• Exercise requirements: Your answer should reproduce the full set of records exactly as given.

• Records shown:
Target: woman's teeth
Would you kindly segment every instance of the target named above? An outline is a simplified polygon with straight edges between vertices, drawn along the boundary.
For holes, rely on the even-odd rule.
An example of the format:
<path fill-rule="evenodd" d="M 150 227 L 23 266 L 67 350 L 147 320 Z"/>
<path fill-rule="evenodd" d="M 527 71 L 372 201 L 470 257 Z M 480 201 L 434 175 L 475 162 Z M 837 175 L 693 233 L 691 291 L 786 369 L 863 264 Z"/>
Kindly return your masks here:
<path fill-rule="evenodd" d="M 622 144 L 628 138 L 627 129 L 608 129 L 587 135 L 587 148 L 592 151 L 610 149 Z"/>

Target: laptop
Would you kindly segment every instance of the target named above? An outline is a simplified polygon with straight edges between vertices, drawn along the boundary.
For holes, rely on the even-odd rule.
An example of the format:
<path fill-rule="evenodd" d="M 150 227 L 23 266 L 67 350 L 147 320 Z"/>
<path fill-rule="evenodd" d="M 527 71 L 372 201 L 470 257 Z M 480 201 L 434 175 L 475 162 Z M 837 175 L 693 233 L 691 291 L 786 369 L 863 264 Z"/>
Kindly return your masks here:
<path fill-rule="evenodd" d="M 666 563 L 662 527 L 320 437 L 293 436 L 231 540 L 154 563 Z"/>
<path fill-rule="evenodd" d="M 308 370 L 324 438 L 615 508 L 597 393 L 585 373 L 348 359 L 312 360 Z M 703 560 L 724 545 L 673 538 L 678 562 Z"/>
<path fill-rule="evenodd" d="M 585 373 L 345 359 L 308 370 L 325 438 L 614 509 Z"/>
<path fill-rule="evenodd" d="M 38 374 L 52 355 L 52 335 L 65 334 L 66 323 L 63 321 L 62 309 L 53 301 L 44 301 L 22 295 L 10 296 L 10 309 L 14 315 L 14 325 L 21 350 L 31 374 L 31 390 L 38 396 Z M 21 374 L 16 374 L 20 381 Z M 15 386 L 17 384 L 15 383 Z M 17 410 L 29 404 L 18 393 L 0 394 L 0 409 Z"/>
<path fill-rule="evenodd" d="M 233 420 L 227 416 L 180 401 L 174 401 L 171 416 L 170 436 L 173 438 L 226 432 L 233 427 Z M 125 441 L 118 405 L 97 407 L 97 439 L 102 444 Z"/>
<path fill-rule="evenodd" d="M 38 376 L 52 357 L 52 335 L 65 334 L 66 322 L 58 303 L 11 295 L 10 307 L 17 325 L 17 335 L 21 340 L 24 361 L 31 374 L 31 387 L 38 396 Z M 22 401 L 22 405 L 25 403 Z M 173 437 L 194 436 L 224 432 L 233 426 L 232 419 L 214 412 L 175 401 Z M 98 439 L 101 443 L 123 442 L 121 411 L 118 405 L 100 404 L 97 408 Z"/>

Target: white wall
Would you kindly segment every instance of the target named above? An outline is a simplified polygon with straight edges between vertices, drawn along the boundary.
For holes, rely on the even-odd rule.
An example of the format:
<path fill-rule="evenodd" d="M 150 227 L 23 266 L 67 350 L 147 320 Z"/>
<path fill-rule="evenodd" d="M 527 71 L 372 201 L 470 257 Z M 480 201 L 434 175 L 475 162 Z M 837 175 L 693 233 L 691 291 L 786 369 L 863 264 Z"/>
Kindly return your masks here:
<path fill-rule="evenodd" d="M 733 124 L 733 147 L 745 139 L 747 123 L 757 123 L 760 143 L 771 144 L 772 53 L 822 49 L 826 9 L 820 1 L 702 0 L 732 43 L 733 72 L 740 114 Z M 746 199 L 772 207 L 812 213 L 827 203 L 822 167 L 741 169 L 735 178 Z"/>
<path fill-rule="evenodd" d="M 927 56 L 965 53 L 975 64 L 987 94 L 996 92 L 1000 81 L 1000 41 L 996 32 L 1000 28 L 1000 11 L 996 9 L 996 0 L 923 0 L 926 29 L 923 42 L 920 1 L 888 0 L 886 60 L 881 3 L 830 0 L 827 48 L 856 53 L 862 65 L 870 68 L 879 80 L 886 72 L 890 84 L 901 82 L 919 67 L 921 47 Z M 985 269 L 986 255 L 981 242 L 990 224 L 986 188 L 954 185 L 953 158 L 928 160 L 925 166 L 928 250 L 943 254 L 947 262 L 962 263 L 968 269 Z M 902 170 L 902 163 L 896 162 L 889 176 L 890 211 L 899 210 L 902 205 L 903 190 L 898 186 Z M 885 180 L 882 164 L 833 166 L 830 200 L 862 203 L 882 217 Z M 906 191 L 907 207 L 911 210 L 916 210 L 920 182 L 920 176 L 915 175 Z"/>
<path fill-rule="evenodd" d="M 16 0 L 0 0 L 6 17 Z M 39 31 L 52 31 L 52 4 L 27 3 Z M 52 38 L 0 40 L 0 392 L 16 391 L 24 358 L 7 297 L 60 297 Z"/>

• Solution for this task:
Target: woman's teeth
Would you kindly segment every instance of the target named above? An outline is a simplified polygon with straight edges between vertices, drawn along the boundary.
For holes, rely on the even-odd rule.
An example of the format:
<path fill-rule="evenodd" d="M 150 227 L 23 266 L 67 350 L 147 320 Z"/>
<path fill-rule="evenodd" d="M 527 71 L 372 201 L 470 257 Z M 480 201 L 434 175 L 475 162 Z M 837 175 L 693 233 L 691 291 L 786 369 L 863 264 Z"/>
Kindly return your masks here:
<path fill-rule="evenodd" d="M 622 144 L 628 138 L 627 129 L 608 129 L 587 135 L 587 148 L 592 151 L 610 149 Z"/>

Target: laptop
Would you kindly segment every instance of the target named above? An outline is a simplified polygon with straight edges between vertices, drawn along the boundary.
For holes, rely on the even-odd rule.
An example of the format:
<path fill-rule="evenodd" d="M 150 227 L 23 266 L 67 350 L 147 320 Z"/>
<path fill-rule="evenodd" d="M 527 71 L 372 201 L 470 257 Z M 480 201 L 434 175 L 475 162 Z M 837 175 L 693 233 L 691 291 L 786 369 L 863 264 Z"/>
Kindly return your masks here:
<path fill-rule="evenodd" d="M 666 563 L 662 527 L 320 437 L 293 436 L 231 540 L 154 563 Z"/>
<path fill-rule="evenodd" d="M 308 370 L 324 438 L 615 508 L 597 393 L 585 373 L 348 359 L 312 360 Z M 703 560 L 724 545 L 673 538 L 678 562 Z"/>
<path fill-rule="evenodd" d="M 585 373 L 345 359 L 308 370 L 325 438 L 614 509 Z"/>
<path fill-rule="evenodd" d="M 38 374 L 52 355 L 52 335 L 65 334 L 66 323 L 63 321 L 62 309 L 53 301 L 44 301 L 22 295 L 10 296 L 10 309 L 14 315 L 14 325 L 21 350 L 31 374 L 31 390 L 38 396 Z M 21 374 L 16 374 L 20 381 Z M 15 386 L 17 384 L 15 383 Z M 17 410 L 29 404 L 18 393 L 0 394 L 0 409 Z"/>
<path fill-rule="evenodd" d="M 233 420 L 227 416 L 180 401 L 174 401 L 171 416 L 170 436 L 173 438 L 226 432 L 233 427 Z M 125 441 L 118 405 L 97 407 L 97 439 L 102 444 Z"/>
<path fill-rule="evenodd" d="M 38 376 L 52 357 L 52 335 L 65 334 L 66 322 L 58 303 L 11 295 L 10 307 L 17 325 L 17 335 L 21 340 L 24 361 L 31 374 L 31 387 L 38 396 Z M 22 401 L 22 405 L 25 403 Z M 173 437 L 194 436 L 224 432 L 233 426 L 232 419 L 214 412 L 175 401 Z M 98 439 L 101 443 L 123 442 L 121 411 L 118 405 L 100 404 L 97 408 Z"/>

Target: white wall
Would you kindly segment every instance of the target named above? An outline is a simplified polygon with straight edges between vertices, drawn along the boundary.
For holes, rely on the even-odd rule.
An example of the format:
<path fill-rule="evenodd" d="M 150 227 L 23 266 L 67 350 L 147 320 Z"/>
<path fill-rule="evenodd" d="M 527 71 L 372 201 L 470 257 Z M 480 201 L 434 175 L 475 162 Z M 837 175 L 693 233 L 691 291 L 786 369 L 863 264 Z"/>
Kindly return your masks here:
<path fill-rule="evenodd" d="M 733 124 L 733 147 L 745 139 L 747 123 L 757 123 L 760 143 L 771 144 L 772 53 L 822 49 L 826 9 L 820 1 L 702 0 L 732 43 L 733 72 L 740 114 Z M 746 199 L 772 207 L 812 213 L 827 203 L 822 167 L 741 169 L 735 178 Z"/>
<path fill-rule="evenodd" d="M 927 56 L 965 53 L 975 64 L 987 94 L 996 92 L 1000 81 L 1000 41 L 996 32 L 1000 28 L 1000 11 L 996 9 L 996 0 L 923 0 L 926 29 L 923 42 L 920 1 L 888 0 L 886 60 L 881 3 L 830 0 L 827 48 L 856 53 L 862 65 L 870 68 L 879 80 L 886 72 L 890 84 L 901 82 L 919 67 L 921 47 Z M 985 269 L 986 255 L 981 242 L 990 224 L 986 188 L 954 185 L 953 158 L 928 160 L 925 166 L 928 250 L 943 254 L 947 262 L 962 263 L 968 269 Z M 902 170 L 902 163 L 896 162 L 889 176 L 890 211 L 899 210 L 902 205 L 903 190 L 898 186 Z M 885 180 L 882 164 L 833 166 L 830 200 L 862 203 L 882 217 Z M 906 191 L 907 207 L 911 210 L 916 210 L 920 182 L 920 176 L 915 175 Z"/>
<path fill-rule="evenodd" d="M 16 0 L 0 0 L 6 17 Z M 39 31 L 52 31 L 52 4 L 27 3 Z M 52 38 L 0 40 L 0 392 L 16 391 L 24 358 L 7 297 L 60 297 Z"/>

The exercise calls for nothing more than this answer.